TASK TO CARRY OUT.
Set out as a numbered list only the lines of the records below, starting with the line that contains "Where can the arched passageway" and going on through the line that contains "[[1141, 421]]". Leave out blank lines.

SUPPLIED MATERIAL.
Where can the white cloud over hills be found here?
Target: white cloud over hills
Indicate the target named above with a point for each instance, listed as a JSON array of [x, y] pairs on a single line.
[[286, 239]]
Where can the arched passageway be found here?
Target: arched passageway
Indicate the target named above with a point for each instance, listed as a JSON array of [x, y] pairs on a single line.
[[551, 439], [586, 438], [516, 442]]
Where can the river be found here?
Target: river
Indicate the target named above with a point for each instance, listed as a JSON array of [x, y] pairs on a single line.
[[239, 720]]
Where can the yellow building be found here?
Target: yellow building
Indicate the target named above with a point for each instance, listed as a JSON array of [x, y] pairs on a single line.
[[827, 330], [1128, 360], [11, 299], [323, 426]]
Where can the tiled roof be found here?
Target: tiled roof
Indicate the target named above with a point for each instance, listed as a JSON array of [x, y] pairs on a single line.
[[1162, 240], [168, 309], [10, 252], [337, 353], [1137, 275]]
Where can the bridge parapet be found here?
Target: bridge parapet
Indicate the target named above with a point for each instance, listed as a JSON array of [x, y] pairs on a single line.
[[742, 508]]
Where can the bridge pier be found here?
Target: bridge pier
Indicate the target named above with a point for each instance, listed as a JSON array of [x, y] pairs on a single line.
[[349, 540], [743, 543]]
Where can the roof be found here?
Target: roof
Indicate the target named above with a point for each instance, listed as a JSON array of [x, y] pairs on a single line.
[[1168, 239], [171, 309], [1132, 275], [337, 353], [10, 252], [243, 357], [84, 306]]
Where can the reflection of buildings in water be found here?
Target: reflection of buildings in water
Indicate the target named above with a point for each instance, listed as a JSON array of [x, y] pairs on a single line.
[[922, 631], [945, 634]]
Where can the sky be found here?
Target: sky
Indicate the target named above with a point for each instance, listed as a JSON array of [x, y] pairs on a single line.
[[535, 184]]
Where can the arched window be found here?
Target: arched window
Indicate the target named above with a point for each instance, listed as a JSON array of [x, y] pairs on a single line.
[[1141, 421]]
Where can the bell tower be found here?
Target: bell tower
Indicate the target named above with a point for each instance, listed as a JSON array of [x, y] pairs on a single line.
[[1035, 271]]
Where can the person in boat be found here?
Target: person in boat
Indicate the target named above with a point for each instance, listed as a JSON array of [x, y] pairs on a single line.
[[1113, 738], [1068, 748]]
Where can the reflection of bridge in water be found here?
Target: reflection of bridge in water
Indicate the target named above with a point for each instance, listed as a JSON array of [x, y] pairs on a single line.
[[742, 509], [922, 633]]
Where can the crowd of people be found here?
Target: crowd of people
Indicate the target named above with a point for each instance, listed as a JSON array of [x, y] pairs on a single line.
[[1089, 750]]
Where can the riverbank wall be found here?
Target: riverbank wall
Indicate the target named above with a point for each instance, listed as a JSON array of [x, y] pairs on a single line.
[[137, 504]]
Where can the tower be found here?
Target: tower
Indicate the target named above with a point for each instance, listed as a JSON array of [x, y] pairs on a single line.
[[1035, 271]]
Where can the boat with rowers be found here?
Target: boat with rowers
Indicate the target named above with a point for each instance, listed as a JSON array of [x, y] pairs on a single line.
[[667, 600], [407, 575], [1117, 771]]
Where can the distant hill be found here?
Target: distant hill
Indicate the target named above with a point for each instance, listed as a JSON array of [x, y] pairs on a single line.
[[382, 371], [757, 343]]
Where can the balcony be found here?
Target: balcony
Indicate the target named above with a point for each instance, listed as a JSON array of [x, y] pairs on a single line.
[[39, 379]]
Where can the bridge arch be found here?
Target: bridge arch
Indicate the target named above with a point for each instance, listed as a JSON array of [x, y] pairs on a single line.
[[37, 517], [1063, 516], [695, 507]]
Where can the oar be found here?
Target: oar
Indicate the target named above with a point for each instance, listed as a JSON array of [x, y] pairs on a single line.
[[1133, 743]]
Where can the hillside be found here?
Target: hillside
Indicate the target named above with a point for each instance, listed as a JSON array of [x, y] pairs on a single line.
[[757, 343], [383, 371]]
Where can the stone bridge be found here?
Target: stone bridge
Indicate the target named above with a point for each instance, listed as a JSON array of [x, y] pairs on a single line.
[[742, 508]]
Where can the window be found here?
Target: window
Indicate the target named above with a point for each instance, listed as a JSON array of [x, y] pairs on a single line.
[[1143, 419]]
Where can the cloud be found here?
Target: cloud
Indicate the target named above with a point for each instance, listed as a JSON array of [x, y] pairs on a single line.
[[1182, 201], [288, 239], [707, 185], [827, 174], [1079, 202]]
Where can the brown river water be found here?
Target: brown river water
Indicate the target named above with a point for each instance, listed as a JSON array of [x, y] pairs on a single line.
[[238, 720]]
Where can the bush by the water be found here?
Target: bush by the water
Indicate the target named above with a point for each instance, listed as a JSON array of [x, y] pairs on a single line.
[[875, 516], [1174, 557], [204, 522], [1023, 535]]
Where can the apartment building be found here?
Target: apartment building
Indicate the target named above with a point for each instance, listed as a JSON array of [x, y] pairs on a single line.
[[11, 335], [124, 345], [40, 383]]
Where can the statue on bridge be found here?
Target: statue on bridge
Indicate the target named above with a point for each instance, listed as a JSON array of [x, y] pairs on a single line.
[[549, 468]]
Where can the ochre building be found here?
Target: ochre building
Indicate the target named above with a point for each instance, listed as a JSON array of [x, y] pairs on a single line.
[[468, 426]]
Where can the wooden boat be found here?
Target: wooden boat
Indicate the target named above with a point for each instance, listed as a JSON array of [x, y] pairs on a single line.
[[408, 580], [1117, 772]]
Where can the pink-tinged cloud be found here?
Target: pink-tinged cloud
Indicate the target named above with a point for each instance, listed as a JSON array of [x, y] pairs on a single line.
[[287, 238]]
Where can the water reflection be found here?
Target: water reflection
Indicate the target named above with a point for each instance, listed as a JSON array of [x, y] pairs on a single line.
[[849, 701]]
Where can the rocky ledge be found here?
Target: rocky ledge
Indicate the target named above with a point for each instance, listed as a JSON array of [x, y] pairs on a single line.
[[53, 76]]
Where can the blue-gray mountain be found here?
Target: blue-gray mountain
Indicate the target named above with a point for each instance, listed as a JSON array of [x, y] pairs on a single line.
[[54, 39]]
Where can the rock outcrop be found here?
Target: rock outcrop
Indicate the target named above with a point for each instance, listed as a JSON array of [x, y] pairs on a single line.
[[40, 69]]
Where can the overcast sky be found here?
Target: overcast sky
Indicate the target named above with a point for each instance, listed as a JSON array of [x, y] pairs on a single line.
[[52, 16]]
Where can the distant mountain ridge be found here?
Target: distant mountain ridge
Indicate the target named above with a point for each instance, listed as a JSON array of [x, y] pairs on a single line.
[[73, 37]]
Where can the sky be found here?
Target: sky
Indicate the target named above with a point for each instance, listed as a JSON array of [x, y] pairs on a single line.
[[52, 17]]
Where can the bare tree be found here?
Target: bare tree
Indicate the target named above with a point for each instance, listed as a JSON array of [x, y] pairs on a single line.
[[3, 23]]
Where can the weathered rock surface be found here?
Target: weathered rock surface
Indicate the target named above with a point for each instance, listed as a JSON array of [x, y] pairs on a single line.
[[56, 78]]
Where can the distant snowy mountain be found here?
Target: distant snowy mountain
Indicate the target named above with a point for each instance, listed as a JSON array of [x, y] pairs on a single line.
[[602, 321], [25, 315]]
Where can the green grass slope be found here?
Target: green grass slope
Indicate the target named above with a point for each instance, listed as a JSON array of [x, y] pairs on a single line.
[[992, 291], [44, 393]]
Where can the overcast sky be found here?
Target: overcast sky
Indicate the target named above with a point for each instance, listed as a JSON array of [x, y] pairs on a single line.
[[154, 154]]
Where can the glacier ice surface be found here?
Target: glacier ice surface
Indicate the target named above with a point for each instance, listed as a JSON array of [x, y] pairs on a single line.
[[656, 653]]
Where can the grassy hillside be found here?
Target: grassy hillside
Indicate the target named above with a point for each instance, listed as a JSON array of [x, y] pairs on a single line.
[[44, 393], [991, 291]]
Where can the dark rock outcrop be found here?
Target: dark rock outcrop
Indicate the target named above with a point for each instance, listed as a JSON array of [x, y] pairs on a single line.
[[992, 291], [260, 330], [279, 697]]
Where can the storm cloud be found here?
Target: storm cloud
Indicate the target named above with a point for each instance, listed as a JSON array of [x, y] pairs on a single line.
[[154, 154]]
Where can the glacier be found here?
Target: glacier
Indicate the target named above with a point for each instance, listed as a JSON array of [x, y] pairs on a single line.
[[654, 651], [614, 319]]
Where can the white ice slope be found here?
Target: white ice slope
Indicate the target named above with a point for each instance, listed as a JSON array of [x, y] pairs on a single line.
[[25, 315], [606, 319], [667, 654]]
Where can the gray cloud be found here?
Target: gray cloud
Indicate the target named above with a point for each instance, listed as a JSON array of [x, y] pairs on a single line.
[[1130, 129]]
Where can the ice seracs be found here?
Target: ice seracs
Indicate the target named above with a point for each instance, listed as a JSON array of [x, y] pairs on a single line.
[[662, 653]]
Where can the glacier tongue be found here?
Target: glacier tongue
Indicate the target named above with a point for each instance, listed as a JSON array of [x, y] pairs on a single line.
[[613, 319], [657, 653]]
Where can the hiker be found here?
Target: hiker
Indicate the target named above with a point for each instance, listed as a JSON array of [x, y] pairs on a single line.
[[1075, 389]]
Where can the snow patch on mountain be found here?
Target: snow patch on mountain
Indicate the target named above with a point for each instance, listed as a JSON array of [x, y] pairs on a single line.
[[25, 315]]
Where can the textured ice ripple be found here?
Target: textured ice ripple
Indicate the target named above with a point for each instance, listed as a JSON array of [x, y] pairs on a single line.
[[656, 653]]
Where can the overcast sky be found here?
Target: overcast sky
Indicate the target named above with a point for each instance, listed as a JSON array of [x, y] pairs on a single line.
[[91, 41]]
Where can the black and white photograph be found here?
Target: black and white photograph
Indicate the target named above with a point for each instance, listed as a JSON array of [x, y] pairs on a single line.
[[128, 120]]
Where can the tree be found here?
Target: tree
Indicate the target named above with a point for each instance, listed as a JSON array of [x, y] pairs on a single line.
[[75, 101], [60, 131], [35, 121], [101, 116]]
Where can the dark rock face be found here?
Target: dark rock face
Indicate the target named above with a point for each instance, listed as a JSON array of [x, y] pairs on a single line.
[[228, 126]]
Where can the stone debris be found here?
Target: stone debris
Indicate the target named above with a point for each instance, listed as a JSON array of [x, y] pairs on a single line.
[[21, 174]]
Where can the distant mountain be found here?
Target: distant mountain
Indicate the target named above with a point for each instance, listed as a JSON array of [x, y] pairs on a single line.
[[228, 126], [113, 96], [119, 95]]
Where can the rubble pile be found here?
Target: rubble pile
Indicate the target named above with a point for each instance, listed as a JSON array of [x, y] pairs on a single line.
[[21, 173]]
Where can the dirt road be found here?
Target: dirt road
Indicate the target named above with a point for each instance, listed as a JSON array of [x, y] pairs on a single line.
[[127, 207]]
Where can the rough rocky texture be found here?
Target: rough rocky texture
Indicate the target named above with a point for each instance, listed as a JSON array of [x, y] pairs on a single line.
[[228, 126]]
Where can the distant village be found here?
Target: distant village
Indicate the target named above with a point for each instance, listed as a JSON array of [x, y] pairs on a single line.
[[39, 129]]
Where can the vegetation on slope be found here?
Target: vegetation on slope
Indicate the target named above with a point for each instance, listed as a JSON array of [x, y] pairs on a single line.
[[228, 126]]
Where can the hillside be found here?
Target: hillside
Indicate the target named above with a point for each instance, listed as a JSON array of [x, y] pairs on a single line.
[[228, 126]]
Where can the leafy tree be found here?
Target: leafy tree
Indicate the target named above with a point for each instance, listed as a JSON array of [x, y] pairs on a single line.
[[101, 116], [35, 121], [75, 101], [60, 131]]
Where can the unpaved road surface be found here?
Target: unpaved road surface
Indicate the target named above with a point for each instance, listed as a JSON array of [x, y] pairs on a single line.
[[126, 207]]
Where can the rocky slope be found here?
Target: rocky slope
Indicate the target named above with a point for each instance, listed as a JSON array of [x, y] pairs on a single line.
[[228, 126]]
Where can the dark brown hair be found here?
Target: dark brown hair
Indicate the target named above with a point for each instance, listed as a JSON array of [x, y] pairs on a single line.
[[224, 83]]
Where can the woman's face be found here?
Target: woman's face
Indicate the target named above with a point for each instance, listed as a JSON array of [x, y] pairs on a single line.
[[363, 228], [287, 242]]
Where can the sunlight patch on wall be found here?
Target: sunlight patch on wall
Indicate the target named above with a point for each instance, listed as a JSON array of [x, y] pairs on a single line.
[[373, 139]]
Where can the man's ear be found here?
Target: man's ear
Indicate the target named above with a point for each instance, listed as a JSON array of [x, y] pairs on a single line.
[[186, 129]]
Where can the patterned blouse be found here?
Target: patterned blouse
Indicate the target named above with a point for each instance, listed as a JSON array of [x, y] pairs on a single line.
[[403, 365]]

RESPONSE TO THE EXERCISE.
1. Where can the arched passageway be found here?
2. Target: arched passageway
3. Indicate the target named above with a point for each instance, listed as a JSON array of [x, y] pairs on a single line.
4. [[551, 439], [586, 438], [516, 442]]
5. Where can the river be found here?
6. Target: river
7. Indicate the target named above with a point for each instance, listed as a JSON array of [x, y] pairs on a single line.
8. [[239, 720]]
9. Where can the yellow building be found here?
10. Target: yellow building
11. Indicate the target named above with a point for each instance, listed as a JSON array of [x, y] pairs on a single line.
12. [[827, 330], [1128, 360], [11, 299], [323, 426]]
13. Where can the tiled roof be found here?
14. Target: tiled roof
15. Indicate the target named above with a point for each instance, listed as a JSON array of [x, y] pairs on a single line.
16. [[1162, 240], [168, 309], [10, 252], [337, 353], [1137, 275]]
17. Where can the bridge parapet be found here?
18. Target: bridge parapet
19. Indicate the target named above with a point for each instance, listed as a JSON array of [x, y] pairs on a single line.
20. [[742, 508]]
21. Where can the bridge pier be found here?
22. Target: bridge pier
23. Indicate the target named above with a point for each instance, listed as a JSON array of [x, y] pairs on a single line.
24. [[349, 540], [743, 543]]
25. Where can the roof be found here?
26. Target: roof
27. Indicate the target named above with a point for each instance, listed as a JSON array of [x, y] pairs on a single line.
28. [[1168, 239], [171, 309], [1132, 275], [337, 353], [10, 252], [243, 357], [84, 306]]
29. Where can the reflection of buildings in water be found here?
30. Target: reflection of buildings in water
31. Indicate the target named above with a point for each instance, listed as a JSON array of [x, y] pairs on a single line.
32. [[922, 631], [945, 634]]
33. Where can the sky be found here?
34. Target: sky
35. Indicate the target named above with a point for each instance, listed as a JSON array of [x, y] pairs on a single line.
36. [[535, 184]]
37. Where can the arched window be found here?
38. Target: arched window
39. Indicate the target named above with a point for each instance, listed as a JSON array of [x, y] pairs on a single line.
40. [[1141, 421]]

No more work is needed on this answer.